TASKS:
#1 List every web address that appears in the Hacker News thread about Vim and Neovim.
#2 In the Hacker News thread about Vim and Neovim, reproduce verbatim the stretch from "Hacker News new" through "ecosystem is thriving.".
[START EXCERPT PROVIDED]
Hacker News new | past | comments | ask | show | jobs | submit login

I'm curious how many users are now using vim versus neovim.

I switched a few years ago,and ever since Lua plugin support the Neovim ecosystem is thriving.




I stuck with Vim for a long time. I had friends that made the jump and honestly, around version 0.4.3, it still didn't seem to offer anything I cared about. So I stuck with my decade old .vimrc. I had started to get into CoC stuff, and NeoVim was just starting to release their native LSP integration. On a whim, I decided to give it a shot. I ended up sticking with it. Now there'd have to be a heck of a good reason for me to go back. I never enjoyed VimL. Any of the personal plugins I've written, I've had to struggle through writing. While Lua isn't the most amazing language either, I do like it far more. I feel like NeoVim's ecosystem is pushing the boundaries far more than Vim but, isn't that kinda what Vim wanted? They want to remain the conservative slow-moving text-editor. There's nothing wrong with that at all!


Neovim occasionally has really basic functionality regressions compared to vim: I switched back to preferring vim after realizing that neovim silently deletes all ACLs on a file (https://github.com/neovim/neovim/issues/1200).

However, I use Emacs and VS Code for more involved editing, and mostly use vim as a light remote editor via SSH, so my priorities may be very different.


Debian popcon can be interesting:

- https://qa.debian.org/popcon.php?package=vim

- https://qa.debian.org/popcon.php?package=neovim

- https://qa.debian.org/popcon.php?package=nano

(nano for the control group)

So lots of neovim growth, but still small in absolute numbers. Then again, vim-tiny is installed by default. Normal vim is a better indicator. And it won't grow as much, because Debian's userbase grows slowly.

Personally I'm happy with the default Vim config (I'll enable features if I need them, such as line numbers) and prefer the minimalism.

I tried neovim but there were more bells and whistles by default, and I didn't want to waste time configuring (and I work on a bunch of machines when wearing my sysadnin hat). For plugins, I only use a debugger.
[END EXCERPT PROVIDED]
[START MATERIAL SHOWN]
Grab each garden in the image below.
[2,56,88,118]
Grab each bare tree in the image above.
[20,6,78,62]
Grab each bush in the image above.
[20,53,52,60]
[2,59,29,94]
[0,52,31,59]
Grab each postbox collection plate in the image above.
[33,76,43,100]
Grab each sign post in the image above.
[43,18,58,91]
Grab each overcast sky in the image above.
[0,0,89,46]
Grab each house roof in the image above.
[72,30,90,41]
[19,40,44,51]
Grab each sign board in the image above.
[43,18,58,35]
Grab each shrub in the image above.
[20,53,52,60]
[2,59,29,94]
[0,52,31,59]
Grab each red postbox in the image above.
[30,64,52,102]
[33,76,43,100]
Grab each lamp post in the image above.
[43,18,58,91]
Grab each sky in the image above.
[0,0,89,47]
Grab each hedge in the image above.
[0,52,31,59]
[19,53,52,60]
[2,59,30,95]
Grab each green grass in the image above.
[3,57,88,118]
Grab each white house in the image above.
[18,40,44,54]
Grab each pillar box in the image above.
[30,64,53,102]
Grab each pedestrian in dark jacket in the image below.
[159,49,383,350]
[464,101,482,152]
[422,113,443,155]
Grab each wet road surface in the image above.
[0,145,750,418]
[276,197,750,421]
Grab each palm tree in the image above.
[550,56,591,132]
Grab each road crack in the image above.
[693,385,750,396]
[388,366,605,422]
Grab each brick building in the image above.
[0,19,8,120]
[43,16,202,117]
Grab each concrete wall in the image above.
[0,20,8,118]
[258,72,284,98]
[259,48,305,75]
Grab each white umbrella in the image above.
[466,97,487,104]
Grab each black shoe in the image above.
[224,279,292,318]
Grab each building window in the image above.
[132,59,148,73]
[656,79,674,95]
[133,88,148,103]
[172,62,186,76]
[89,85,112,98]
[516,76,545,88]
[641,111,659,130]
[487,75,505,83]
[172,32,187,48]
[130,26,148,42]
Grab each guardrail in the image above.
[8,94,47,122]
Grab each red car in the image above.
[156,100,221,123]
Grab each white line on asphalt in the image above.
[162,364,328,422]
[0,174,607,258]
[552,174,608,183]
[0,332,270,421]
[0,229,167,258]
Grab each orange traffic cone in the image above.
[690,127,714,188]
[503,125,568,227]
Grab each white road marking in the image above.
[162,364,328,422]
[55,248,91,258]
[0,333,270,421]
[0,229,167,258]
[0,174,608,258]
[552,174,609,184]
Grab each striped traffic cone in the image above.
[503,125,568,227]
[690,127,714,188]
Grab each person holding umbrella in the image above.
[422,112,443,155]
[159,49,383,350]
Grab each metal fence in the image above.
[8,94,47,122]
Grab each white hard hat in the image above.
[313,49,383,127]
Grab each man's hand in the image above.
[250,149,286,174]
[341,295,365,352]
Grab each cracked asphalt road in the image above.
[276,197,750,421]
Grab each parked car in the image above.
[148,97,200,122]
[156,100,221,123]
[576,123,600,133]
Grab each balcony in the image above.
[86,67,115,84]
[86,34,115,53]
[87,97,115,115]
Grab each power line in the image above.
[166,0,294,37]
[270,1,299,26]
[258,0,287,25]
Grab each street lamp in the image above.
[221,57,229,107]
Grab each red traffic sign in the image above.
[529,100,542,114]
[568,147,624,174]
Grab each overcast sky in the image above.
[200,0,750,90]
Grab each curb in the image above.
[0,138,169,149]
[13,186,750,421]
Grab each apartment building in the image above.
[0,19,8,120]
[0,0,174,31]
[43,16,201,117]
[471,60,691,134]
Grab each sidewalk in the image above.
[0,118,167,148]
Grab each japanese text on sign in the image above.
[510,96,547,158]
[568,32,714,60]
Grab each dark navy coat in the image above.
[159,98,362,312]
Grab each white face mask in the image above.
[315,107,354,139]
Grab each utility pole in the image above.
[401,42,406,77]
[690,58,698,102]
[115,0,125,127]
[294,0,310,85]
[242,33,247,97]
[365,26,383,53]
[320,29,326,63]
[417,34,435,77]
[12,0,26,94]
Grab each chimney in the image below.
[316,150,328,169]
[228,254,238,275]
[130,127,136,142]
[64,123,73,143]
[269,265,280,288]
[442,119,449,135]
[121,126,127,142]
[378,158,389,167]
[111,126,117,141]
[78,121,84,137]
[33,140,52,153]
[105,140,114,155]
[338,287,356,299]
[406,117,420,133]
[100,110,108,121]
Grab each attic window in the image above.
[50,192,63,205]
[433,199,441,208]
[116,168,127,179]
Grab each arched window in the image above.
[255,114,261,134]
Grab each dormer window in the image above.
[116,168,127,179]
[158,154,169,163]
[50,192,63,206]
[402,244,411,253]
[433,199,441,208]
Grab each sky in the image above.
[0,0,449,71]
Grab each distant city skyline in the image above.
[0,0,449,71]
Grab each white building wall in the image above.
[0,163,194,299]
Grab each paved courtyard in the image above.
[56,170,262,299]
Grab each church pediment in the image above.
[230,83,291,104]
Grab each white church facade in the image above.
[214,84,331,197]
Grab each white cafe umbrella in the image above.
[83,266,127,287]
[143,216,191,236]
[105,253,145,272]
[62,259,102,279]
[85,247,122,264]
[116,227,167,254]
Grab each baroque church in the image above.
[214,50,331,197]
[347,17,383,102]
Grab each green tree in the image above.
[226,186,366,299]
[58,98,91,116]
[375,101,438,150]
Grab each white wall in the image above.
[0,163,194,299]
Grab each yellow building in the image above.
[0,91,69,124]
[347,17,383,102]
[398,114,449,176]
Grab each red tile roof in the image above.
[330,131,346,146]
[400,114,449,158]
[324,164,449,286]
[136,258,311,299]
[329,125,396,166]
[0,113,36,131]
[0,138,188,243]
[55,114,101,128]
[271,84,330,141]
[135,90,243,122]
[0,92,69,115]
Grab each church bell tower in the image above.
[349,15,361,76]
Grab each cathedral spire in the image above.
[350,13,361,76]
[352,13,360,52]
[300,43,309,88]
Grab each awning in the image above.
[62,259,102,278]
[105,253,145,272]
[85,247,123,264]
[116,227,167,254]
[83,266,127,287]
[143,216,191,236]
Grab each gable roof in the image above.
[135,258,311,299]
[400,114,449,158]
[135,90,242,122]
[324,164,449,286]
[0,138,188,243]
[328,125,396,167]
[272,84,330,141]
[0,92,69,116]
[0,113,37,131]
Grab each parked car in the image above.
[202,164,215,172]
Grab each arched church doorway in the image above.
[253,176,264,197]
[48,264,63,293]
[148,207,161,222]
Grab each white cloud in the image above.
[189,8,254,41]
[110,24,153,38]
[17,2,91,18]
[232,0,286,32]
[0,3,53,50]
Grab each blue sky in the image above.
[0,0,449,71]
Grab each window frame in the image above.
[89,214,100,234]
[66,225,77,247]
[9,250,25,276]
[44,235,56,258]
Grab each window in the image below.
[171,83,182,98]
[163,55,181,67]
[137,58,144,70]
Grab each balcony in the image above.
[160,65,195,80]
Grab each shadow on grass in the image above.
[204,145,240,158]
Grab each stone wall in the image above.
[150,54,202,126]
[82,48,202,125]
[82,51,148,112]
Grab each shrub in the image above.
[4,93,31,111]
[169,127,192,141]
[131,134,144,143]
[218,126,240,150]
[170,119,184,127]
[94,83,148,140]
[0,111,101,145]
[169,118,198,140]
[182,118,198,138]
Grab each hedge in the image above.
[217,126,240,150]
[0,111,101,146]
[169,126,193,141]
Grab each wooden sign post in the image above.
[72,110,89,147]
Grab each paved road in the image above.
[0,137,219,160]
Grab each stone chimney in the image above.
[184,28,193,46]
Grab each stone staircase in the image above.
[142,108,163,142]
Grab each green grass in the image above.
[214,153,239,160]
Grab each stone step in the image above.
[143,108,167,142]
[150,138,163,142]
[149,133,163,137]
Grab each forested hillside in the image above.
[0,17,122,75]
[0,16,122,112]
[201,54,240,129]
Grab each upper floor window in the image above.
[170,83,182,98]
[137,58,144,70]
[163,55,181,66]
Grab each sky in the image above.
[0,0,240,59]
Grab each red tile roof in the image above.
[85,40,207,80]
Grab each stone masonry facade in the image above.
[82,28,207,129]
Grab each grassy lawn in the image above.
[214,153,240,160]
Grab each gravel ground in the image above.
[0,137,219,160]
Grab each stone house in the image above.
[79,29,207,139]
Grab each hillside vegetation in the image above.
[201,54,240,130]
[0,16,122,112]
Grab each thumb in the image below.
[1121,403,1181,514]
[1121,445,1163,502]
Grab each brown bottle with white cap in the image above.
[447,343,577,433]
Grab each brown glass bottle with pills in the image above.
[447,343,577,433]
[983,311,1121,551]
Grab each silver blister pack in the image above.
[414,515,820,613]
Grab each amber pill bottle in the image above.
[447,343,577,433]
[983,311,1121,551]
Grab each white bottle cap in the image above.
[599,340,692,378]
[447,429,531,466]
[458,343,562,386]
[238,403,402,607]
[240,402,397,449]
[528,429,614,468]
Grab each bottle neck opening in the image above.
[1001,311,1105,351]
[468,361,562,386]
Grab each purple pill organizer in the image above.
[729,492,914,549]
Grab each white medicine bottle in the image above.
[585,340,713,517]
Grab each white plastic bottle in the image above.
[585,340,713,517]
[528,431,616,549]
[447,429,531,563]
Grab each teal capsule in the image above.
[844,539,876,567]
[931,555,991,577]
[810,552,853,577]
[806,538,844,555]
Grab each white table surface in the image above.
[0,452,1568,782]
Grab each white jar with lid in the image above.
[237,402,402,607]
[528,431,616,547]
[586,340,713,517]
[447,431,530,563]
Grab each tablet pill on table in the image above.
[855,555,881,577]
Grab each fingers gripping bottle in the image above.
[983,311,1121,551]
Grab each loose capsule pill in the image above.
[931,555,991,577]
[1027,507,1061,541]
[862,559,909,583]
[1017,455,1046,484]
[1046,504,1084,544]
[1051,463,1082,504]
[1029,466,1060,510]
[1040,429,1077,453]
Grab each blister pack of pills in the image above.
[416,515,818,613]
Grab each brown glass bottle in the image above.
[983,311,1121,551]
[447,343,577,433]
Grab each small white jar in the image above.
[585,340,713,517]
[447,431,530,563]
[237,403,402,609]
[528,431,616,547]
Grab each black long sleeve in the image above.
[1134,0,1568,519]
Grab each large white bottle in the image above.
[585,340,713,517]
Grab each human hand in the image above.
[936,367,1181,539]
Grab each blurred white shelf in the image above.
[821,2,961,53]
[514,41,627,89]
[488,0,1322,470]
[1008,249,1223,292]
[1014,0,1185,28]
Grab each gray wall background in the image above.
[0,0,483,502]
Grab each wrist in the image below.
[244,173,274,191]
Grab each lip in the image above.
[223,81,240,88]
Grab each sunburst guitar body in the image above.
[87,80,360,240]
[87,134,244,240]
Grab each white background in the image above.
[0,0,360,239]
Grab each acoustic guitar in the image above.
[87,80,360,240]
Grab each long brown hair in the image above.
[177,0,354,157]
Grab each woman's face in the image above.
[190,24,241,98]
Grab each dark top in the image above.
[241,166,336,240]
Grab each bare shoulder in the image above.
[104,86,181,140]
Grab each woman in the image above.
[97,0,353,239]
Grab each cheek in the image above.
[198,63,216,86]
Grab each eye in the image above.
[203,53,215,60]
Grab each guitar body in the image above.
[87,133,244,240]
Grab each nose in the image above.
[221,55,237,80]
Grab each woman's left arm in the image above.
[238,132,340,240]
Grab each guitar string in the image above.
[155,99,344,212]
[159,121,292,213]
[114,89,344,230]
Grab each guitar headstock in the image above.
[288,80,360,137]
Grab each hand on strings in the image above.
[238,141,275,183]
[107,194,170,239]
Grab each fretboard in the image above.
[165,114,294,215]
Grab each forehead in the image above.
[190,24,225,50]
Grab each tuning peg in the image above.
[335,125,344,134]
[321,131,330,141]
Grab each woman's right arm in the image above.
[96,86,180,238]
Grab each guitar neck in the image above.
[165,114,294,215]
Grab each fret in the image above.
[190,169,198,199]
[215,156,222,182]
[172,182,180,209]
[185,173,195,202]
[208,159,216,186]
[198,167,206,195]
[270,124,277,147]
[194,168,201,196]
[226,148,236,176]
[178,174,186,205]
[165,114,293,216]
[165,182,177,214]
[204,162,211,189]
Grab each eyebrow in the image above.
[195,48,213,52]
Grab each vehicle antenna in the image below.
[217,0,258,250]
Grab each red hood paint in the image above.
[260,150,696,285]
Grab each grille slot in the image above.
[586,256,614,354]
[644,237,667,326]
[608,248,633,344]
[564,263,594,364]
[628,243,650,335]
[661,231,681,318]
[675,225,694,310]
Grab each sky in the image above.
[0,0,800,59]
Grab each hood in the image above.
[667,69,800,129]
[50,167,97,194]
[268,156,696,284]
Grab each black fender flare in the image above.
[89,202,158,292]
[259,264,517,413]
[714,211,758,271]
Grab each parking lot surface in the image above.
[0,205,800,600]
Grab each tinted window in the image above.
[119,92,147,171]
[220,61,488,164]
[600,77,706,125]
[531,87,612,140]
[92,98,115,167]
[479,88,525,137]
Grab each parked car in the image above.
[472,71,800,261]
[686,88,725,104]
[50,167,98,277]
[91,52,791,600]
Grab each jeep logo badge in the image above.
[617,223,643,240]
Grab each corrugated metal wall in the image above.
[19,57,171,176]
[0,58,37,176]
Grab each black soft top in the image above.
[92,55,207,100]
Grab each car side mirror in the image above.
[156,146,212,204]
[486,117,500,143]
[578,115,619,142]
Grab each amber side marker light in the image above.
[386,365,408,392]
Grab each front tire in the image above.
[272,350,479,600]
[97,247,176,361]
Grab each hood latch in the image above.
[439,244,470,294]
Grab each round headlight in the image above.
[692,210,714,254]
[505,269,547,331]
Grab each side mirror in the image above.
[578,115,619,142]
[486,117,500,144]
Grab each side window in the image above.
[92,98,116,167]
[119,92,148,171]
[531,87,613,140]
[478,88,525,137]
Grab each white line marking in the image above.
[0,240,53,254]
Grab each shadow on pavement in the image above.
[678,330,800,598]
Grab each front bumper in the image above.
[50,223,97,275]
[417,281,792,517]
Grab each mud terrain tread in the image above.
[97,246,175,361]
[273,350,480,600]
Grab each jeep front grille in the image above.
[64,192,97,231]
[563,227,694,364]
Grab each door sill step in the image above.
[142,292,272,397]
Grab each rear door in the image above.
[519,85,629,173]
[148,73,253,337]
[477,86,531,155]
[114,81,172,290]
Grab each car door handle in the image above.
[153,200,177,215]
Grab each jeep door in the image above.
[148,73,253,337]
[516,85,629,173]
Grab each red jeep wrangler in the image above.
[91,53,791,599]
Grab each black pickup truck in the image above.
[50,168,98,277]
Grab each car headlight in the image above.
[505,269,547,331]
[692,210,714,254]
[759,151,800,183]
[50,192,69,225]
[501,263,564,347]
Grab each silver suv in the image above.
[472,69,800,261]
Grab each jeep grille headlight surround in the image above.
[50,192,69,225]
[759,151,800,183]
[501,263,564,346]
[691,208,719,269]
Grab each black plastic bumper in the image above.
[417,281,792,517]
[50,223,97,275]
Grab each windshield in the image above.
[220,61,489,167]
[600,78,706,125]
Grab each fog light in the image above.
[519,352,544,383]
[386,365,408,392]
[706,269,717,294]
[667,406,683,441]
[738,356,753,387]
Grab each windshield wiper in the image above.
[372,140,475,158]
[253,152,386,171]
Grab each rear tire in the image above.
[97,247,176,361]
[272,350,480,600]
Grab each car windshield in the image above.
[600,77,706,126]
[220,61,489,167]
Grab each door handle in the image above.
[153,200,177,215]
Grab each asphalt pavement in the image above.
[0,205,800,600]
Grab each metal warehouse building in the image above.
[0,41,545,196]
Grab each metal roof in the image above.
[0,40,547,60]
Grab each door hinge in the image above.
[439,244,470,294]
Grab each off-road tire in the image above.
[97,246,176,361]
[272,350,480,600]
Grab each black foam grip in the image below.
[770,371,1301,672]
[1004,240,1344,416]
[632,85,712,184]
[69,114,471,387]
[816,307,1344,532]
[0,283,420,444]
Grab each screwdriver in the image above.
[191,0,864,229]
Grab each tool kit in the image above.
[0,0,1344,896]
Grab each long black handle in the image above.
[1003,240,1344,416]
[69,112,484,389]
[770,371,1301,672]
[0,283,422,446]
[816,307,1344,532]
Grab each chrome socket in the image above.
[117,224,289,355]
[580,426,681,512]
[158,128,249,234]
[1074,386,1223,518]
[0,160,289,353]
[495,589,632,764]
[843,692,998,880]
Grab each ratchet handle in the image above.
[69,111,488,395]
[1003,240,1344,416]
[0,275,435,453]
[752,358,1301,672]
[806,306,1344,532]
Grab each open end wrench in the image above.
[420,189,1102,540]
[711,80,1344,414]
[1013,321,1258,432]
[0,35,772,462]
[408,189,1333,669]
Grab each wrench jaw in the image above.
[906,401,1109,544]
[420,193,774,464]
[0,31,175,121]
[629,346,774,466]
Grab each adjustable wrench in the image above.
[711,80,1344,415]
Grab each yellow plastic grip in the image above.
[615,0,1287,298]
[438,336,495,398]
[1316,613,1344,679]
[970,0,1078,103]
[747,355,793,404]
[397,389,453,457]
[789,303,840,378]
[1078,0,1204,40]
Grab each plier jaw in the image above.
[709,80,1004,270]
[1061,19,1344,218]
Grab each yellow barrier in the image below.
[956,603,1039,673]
[END MATERIAL SHOWN]
SOLUTIONS TO EACH TASK:
#1
- https://github.com/neovim/neovim/issues/1200
- https://qa.debian.org/popcon.php?package=vim
- https://qa.debian.org/popcon.php?package=neovim
- https://qa.debian.org/popcon.php?package=nano

#2
Hacker News new | past | comments | ask | show | jobs | submit login

I'm curious how many users are now using vim versus neovim.

I switched a few years ago,and ever since Lua plugin support the Neovim ecosystem is thriving.